> **What you have to do**
Your answer must repeat all of the entries word for word, without any images.

Text-to-region grounding data:
- - -

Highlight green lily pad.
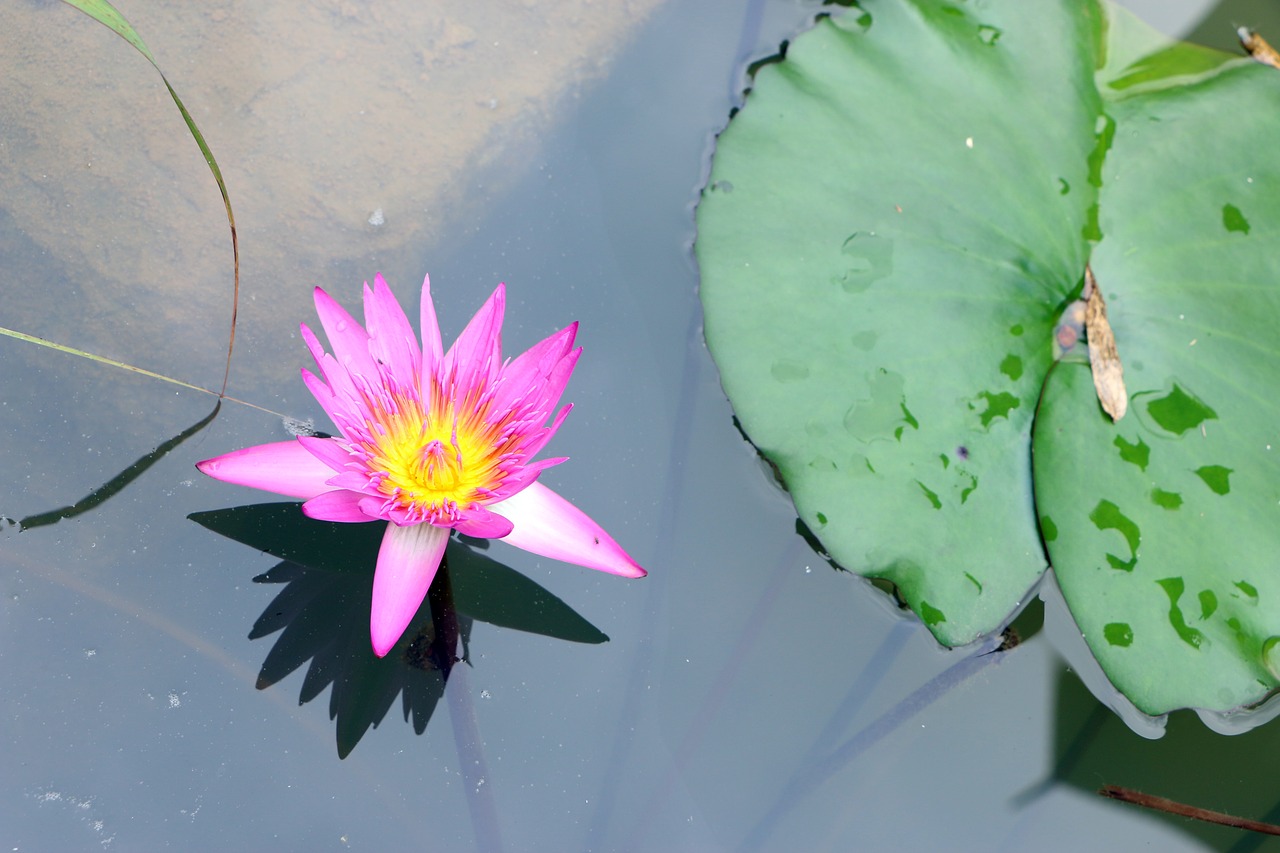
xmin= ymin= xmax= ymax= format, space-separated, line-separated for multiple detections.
xmin=697 ymin=0 xmax=1280 ymax=720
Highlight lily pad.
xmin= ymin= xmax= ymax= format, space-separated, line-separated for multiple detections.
xmin=697 ymin=0 xmax=1280 ymax=719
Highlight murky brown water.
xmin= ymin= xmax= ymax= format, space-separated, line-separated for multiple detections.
xmin=0 ymin=0 xmax=663 ymax=390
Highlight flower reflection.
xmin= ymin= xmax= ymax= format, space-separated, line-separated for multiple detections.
xmin=198 ymin=274 xmax=644 ymax=655
xmin=190 ymin=502 xmax=609 ymax=757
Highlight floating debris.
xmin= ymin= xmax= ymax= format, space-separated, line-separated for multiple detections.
xmin=282 ymin=417 xmax=318 ymax=437
xmin=1239 ymin=27 xmax=1280 ymax=69
xmin=1084 ymin=266 xmax=1127 ymax=421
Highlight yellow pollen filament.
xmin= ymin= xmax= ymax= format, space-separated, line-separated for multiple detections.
xmin=367 ymin=397 xmax=503 ymax=512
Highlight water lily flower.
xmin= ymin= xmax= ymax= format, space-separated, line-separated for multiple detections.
xmin=198 ymin=274 xmax=645 ymax=656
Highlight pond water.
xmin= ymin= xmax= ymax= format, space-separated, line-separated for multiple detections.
xmin=4 ymin=1 xmax=1280 ymax=850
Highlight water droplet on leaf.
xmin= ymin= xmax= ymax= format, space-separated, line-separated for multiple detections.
xmin=1194 ymin=465 xmax=1232 ymax=496
xmin=1090 ymin=499 xmax=1140 ymax=571
xmin=1234 ymin=580 xmax=1259 ymax=602
xmin=850 ymin=330 xmax=879 ymax=351
xmin=916 ymin=480 xmax=942 ymax=509
xmin=1222 ymin=203 xmax=1250 ymax=234
xmin=999 ymin=354 xmax=1023 ymax=381
xmin=835 ymin=232 xmax=893 ymax=292
xmin=1113 ymin=435 xmax=1149 ymax=471
xmin=1104 ymin=622 xmax=1133 ymax=647
xmin=770 ymin=360 xmax=810 ymax=382
xmin=843 ymin=369 xmax=916 ymax=441
xmin=920 ymin=601 xmax=946 ymax=626
xmin=1143 ymin=383 xmax=1217 ymax=435
xmin=1156 ymin=577 xmax=1205 ymax=649
xmin=1198 ymin=589 xmax=1217 ymax=620
xmin=971 ymin=390 xmax=1019 ymax=428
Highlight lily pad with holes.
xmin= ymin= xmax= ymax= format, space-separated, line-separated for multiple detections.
xmin=696 ymin=0 xmax=1280 ymax=722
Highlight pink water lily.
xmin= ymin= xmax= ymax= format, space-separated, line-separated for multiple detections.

- - -

> **Written solution**
Highlight green lily pad.
xmin= ymin= xmax= ymax= format, space-separated, line-separated for multiple detections.
xmin=697 ymin=0 xmax=1280 ymax=720
Highlight lily pad.
xmin= ymin= xmax= ymax= format, space-separated, line-separated for multiple detections.
xmin=697 ymin=0 xmax=1280 ymax=719
Highlight murky brown water.
xmin= ymin= xmax= ymax= format, space-separated, line-separated for multiple detections.
xmin=0 ymin=0 xmax=663 ymax=390
Highlight flower reflection.
xmin= ymin= xmax= ymax= format, space-separated, line-separated for multiple detections.
xmin=198 ymin=274 xmax=644 ymax=655
xmin=190 ymin=502 xmax=609 ymax=757
Highlight floating debris.
xmin= ymin= xmax= ymax= format, space-separated, line-separated for multiple detections.
xmin=282 ymin=417 xmax=318 ymax=437
xmin=1239 ymin=27 xmax=1280 ymax=69
xmin=1084 ymin=266 xmax=1127 ymax=421
Highlight yellow pollen filament.
xmin= ymin= xmax= ymax= format, space-separated, line-separated for multiple detections.
xmin=367 ymin=397 xmax=503 ymax=512
Highlight water lily flower.
xmin= ymin= xmax= ymax= format, space-separated, line-separated for multiple detections.
xmin=198 ymin=274 xmax=645 ymax=656
Highlight pond water.
xmin= ymin= xmax= ymax= format, space-separated, line-separated for multiple detections.
xmin=4 ymin=1 xmax=1280 ymax=850
Highlight water droplet on leaf.
xmin= ymin= xmax= ymax= format, space-separated, line-separated for multiple detections.
xmin=1194 ymin=465 xmax=1232 ymax=496
xmin=1090 ymin=499 xmax=1140 ymax=571
xmin=1234 ymin=580 xmax=1259 ymax=602
xmin=850 ymin=330 xmax=879 ymax=351
xmin=916 ymin=480 xmax=942 ymax=509
xmin=1222 ymin=203 xmax=1250 ymax=234
xmin=999 ymin=354 xmax=1023 ymax=381
xmin=835 ymin=232 xmax=893 ymax=292
xmin=1113 ymin=435 xmax=1149 ymax=471
xmin=1104 ymin=622 xmax=1133 ymax=647
xmin=770 ymin=360 xmax=810 ymax=382
xmin=843 ymin=369 xmax=916 ymax=441
xmin=920 ymin=601 xmax=946 ymax=626
xmin=1143 ymin=383 xmax=1217 ymax=435
xmin=1156 ymin=577 xmax=1205 ymax=649
xmin=1198 ymin=589 xmax=1217 ymax=620
xmin=971 ymin=390 xmax=1019 ymax=428
Highlight lily pad with holes.
xmin= ymin= xmax= ymax= format, space-separated, line-separated for multiple detections.
xmin=696 ymin=0 xmax=1280 ymax=722
Highlight pink water lily.
xmin= ymin= xmax= ymax= format, space-separated, line-separated for multiple detections.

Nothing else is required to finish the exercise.